## ITEMS
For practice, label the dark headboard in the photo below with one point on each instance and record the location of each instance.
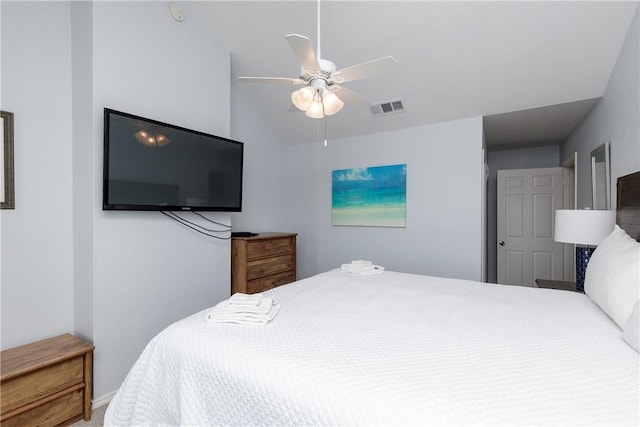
(628, 204)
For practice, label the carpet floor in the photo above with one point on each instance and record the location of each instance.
(97, 418)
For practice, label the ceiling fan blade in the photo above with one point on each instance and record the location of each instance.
(301, 46)
(366, 69)
(270, 80)
(350, 97)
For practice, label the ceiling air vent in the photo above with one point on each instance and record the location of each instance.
(387, 107)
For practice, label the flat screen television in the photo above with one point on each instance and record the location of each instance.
(150, 165)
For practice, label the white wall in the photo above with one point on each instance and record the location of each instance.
(116, 278)
(265, 197)
(614, 119)
(37, 256)
(444, 208)
(148, 270)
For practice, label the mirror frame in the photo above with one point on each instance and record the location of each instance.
(8, 201)
(597, 180)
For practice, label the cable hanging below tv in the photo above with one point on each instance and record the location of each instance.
(154, 166)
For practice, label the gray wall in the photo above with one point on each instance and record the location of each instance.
(116, 278)
(616, 119)
(443, 236)
(525, 158)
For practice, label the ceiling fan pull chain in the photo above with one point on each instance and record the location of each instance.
(319, 55)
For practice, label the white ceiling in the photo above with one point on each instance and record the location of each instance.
(506, 61)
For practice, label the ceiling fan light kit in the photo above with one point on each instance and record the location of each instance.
(316, 100)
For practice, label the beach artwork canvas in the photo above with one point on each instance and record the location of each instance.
(372, 196)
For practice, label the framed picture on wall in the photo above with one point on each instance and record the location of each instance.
(7, 189)
(371, 196)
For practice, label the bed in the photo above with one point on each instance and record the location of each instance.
(401, 349)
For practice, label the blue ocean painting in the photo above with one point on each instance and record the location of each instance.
(373, 196)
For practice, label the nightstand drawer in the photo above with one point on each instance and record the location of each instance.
(266, 248)
(44, 382)
(263, 267)
(269, 282)
(51, 413)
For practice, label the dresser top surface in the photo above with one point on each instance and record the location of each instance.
(16, 361)
(264, 236)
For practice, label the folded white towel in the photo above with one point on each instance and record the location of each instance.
(244, 300)
(262, 313)
(243, 318)
(362, 270)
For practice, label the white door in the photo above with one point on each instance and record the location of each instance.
(527, 201)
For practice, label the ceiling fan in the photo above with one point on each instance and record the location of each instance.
(322, 80)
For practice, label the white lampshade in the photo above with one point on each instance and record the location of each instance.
(583, 227)
(332, 104)
(302, 98)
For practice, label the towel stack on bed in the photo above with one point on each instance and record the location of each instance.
(362, 268)
(254, 309)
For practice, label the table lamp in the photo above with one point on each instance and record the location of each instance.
(586, 229)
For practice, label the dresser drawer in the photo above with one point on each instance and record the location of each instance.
(44, 382)
(266, 248)
(263, 267)
(269, 282)
(51, 413)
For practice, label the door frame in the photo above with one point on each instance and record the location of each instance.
(570, 201)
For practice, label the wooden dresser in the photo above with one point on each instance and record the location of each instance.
(262, 262)
(46, 383)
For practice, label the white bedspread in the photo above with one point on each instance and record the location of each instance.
(391, 349)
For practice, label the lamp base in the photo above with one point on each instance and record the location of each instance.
(583, 253)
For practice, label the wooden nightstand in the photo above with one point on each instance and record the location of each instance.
(47, 382)
(556, 284)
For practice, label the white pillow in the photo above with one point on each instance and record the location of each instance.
(612, 279)
(631, 331)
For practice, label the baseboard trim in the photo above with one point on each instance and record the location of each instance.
(96, 403)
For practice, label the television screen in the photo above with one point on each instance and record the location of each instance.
(150, 165)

## STATED TASK
Copy every line above word for word, but leave the picture out of your copy.

## FINAL RESULT
For practice, label the dark headboard in the photo below with one point on each instance and record the location of each instance.
(628, 204)
For practice, label the carpet floor in the photo above with one point on each instance and record the location of each instance.
(97, 418)
For practice, label the ceiling fan blade in the photo above with one point on each instance and record the location of each instance.
(301, 46)
(366, 69)
(270, 80)
(350, 97)
For practice, label the ceiling air vent in the photo above with one point on each instance and record the location of each instance.
(387, 107)
For practice, label the flat screen television in the photo above with one point on each instance and record the location of each instance.
(150, 165)
For practice, label the white wall in the photo above with one point on each instance and record the location of each instance.
(116, 278)
(265, 197)
(614, 119)
(37, 256)
(444, 208)
(148, 270)
For practice, label the mirror frame in the photo above with one point on each instance and record the location of each instance.
(8, 201)
(597, 180)
For practice, label the cable hanging below tv in the photo above with one point on each instance and record the location of each instance.
(154, 166)
For practice, label the gray wall in the photo above with one point on each instance and record the location of each instance.
(116, 278)
(616, 119)
(443, 236)
(525, 158)
For practice, label the ceiling fan pull chain in the photo above with one point on each instance and record the location of each instance.
(319, 55)
For practice, label the white ceiling in the photo above with one point on each instance and record the location of each instance.
(506, 61)
For practice, label the ceiling fan light kit in the photo above with one point on each instance and record the location of each instance.
(316, 100)
For practice, label the beach artwork canvas in the photo above with one point on each instance and record the location of each instance.
(372, 196)
For practice, label the framed picture on wall in the photo above with one point on each instance and record the location of each instance.
(7, 189)
(371, 196)
For practice, label the bed in the photo above with one point on each instance and record the location of each instance.
(401, 349)
For practice, label the blue ocean painting in the photo above with one point on each instance and record the location of each instance.
(373, 196)
For practice, label the nightstand drawer in the photo above with one point on each instance and record the location of each instance.
(266, 248)
(44, 382)
(263, 267)
(269, 282)
(51, 413)
For practice, label the dresser top surface in the photo above with one point on each instance and record the location of each instance.
(16, 361)
(264, 236)
For practice, label the folded white towel in the photo above with one point on each instance and record the location of each instance.
(244, 300)
(262, 313)
(243, 318)
(362, 270)
For practice, label the white door in the photo above with one point on each instance and record the location of each instance.
(527, 201)
For practice, label the ceiling fan in the photo above with one point on each instance and record the location of each instance.
(322, 80)
For practice, label the white lampshade in the photo above with one point on each instance and record the location of each instance.
(583, 227)
(332, 104)
(302, 98)
For practice, label the towel stack on bed in the photo above with one point on each instance and record the location of each instance.
(362, 268)
(254, 309)
For practice, label the table lamp in the photo above with one point on each instance and record the location of each instance.
(586, 229)
For practice, label the dresser drawer in the photo above with one point on each instance and record the location of each instance.
(44, 382)
(266, 248)
(263, 267)
(269, 282)
(51, 413)
For practice, label the door frame in the photo above with one point on each instance and record the location of each instance.
(570, 201)
For practice, label the wooden dresser in the photo above with one point on each instance and record the location of each instance.
(262, 262)
(46, 383)
For practice, label the white bedspread in the photo above with one point on each instance and record the location of each instance.
(391, 349)
For practice, label the lamp base in the photo above with one point on each instance and record the location of each instance.
(583, 253)
For practice, label the wooden nightstand in the photo above with one point on each instance and record the location of each instance.
(47, 382)
(556, 284)
For practice, label the white pillow in the photo above with one point on each instance and record the location of each instance.
(612, 279)
(631, 331)
For practice, label the baseboard trim in the photo above with one point on each instance and record the location of each instance.
(96, 403)
For practice, label the television screen in the photo above with one point on each instance and record the location of each instance.
(150, 165)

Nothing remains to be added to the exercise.